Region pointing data
══════════════════════════════

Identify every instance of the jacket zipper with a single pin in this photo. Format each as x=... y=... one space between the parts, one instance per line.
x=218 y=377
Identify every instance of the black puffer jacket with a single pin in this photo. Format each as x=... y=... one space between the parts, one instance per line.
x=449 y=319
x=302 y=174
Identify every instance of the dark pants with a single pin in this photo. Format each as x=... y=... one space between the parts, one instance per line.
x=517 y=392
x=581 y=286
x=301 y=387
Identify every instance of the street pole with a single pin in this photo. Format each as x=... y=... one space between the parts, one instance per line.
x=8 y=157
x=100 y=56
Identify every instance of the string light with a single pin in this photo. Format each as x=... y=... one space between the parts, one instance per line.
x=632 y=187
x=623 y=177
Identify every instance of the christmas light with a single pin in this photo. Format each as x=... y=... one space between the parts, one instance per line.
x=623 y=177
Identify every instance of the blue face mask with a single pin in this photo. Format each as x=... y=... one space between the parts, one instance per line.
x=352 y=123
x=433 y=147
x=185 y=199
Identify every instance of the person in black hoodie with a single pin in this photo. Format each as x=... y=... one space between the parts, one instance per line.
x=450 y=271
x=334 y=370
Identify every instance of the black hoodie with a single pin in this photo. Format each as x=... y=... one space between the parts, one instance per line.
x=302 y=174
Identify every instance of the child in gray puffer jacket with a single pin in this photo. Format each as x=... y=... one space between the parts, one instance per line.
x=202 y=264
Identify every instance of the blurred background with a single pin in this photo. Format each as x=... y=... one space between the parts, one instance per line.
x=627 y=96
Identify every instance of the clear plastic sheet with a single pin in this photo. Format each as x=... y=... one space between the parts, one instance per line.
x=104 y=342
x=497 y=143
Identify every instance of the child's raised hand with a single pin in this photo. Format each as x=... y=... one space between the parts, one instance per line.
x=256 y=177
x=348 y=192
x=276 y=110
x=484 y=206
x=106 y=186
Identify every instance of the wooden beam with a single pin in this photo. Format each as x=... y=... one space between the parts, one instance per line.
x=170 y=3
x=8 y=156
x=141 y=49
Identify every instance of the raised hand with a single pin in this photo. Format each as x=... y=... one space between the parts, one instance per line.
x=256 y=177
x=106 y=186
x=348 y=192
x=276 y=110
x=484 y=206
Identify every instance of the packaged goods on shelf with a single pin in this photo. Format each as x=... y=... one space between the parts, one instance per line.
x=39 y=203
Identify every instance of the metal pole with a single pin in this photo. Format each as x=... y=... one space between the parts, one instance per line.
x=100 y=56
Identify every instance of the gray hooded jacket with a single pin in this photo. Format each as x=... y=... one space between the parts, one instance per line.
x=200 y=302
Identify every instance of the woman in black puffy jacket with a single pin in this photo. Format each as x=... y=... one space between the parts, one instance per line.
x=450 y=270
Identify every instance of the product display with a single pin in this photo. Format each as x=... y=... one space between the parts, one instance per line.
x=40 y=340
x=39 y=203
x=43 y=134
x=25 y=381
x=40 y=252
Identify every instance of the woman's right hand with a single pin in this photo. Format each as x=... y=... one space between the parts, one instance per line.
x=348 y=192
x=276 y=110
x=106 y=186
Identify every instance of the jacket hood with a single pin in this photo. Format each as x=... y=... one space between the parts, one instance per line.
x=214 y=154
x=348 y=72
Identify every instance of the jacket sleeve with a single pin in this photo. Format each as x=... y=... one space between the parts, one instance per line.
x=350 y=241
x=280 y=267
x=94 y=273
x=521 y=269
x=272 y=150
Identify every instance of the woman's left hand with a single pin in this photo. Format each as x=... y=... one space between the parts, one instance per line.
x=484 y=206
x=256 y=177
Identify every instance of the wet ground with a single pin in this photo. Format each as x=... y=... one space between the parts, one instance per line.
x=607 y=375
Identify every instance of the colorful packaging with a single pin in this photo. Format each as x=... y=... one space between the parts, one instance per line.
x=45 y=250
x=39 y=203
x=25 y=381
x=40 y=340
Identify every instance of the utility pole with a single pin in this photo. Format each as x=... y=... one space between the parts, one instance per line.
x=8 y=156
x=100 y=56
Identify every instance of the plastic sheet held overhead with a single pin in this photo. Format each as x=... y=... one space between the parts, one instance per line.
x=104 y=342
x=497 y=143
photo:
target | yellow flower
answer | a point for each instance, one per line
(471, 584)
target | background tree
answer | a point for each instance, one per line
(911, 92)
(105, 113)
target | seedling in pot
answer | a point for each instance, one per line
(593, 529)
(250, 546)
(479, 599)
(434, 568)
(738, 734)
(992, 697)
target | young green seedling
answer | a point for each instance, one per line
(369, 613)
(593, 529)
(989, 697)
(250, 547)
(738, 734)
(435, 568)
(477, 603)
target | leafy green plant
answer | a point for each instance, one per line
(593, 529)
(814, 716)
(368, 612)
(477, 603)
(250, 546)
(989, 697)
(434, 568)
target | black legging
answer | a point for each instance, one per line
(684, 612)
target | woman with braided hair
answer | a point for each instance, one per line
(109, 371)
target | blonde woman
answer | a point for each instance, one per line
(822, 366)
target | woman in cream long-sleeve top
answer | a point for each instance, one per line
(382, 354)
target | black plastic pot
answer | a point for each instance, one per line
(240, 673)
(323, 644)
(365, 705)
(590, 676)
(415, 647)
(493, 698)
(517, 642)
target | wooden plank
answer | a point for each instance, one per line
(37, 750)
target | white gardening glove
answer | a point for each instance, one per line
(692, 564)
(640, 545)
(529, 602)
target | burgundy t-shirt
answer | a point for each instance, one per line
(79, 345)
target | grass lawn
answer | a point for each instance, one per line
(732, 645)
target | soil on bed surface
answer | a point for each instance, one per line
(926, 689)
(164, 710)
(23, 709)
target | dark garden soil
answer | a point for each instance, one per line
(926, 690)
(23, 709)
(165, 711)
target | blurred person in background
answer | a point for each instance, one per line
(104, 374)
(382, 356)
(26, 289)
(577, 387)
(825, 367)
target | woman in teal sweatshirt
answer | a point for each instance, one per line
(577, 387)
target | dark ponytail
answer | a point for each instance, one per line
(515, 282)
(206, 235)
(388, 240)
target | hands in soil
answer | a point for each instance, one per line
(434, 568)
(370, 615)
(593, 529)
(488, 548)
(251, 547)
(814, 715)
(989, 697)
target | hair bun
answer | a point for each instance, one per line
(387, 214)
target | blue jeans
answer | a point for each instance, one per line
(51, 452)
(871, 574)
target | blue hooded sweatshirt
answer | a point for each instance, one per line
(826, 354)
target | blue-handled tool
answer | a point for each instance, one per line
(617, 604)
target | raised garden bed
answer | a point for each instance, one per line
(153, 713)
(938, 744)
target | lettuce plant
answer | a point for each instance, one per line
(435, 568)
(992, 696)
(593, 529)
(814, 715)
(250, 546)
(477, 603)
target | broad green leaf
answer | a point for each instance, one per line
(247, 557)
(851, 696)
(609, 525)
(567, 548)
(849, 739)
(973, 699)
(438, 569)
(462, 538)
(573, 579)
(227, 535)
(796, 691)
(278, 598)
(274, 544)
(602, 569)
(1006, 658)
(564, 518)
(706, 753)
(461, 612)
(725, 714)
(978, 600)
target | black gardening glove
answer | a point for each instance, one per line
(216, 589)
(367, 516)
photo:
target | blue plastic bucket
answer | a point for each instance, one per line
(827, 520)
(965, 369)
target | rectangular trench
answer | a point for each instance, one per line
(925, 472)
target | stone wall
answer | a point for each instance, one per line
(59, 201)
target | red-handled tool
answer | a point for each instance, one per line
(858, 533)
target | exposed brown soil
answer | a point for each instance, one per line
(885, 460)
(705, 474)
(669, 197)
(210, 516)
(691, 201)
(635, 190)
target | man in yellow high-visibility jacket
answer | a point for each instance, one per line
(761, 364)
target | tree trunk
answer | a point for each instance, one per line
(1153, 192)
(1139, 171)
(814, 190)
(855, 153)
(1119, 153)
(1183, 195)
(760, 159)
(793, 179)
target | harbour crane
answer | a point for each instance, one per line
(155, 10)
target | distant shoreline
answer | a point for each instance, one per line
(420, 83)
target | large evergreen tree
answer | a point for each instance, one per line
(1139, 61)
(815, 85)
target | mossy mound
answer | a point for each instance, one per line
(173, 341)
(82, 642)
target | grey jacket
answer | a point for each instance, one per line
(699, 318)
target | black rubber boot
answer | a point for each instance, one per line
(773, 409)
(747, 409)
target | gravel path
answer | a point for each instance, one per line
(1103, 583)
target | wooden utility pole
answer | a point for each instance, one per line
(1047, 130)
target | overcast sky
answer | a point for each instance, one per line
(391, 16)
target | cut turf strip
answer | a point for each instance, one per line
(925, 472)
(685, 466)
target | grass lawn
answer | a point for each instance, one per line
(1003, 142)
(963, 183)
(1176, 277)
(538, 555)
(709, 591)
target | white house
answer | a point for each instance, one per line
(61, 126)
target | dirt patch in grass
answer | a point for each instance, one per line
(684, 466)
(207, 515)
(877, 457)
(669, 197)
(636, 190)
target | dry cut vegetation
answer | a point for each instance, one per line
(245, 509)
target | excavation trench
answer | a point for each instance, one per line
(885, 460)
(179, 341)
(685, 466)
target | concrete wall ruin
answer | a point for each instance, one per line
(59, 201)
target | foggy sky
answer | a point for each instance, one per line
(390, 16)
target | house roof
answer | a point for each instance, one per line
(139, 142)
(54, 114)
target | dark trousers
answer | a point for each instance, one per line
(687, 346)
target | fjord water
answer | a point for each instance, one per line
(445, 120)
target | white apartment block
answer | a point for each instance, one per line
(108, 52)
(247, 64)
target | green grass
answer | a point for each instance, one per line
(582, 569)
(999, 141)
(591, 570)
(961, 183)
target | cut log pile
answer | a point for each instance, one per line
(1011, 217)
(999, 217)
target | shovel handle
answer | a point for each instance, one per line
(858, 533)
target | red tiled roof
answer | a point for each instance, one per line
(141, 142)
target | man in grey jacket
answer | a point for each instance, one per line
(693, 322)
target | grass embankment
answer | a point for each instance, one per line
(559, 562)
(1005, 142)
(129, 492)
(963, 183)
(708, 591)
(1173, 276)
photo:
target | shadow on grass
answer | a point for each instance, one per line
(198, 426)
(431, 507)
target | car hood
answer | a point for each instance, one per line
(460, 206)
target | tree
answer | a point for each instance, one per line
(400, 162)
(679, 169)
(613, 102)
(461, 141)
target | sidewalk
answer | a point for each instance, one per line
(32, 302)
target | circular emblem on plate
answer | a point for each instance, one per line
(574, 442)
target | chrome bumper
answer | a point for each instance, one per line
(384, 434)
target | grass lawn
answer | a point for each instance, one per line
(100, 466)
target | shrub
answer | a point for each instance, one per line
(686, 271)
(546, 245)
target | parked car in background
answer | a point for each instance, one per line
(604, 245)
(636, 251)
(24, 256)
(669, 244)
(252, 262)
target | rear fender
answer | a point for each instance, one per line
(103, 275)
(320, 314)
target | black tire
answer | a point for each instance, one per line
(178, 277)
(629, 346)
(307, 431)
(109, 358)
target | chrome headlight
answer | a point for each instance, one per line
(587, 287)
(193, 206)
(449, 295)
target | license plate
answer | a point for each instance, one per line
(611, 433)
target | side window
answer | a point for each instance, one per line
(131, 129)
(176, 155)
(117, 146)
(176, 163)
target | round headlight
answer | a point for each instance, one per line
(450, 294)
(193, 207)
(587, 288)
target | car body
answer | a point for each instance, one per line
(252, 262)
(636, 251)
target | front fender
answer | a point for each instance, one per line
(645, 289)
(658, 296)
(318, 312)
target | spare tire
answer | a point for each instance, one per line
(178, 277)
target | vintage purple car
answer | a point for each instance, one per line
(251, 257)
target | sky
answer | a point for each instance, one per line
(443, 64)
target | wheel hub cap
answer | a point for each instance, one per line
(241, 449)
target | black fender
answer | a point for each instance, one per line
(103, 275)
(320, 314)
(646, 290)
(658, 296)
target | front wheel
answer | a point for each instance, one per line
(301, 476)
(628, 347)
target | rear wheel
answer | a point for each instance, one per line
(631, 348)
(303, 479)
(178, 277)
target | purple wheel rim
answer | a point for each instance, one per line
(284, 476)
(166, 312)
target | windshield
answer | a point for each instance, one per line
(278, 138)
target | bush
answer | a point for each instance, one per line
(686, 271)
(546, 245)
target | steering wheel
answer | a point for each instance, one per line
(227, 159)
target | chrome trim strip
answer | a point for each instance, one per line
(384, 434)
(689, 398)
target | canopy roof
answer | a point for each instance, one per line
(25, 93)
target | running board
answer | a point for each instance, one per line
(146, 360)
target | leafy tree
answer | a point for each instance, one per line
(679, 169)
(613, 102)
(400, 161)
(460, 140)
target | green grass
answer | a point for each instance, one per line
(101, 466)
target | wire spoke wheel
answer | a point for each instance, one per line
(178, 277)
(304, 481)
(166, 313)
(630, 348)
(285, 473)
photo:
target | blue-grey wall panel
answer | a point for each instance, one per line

══════════════════════════════

Task instructions » Find "purple" in the preceding records. Copy each line that holds it.

Exercise output »
target | vintage purple car
target | purple wheel rim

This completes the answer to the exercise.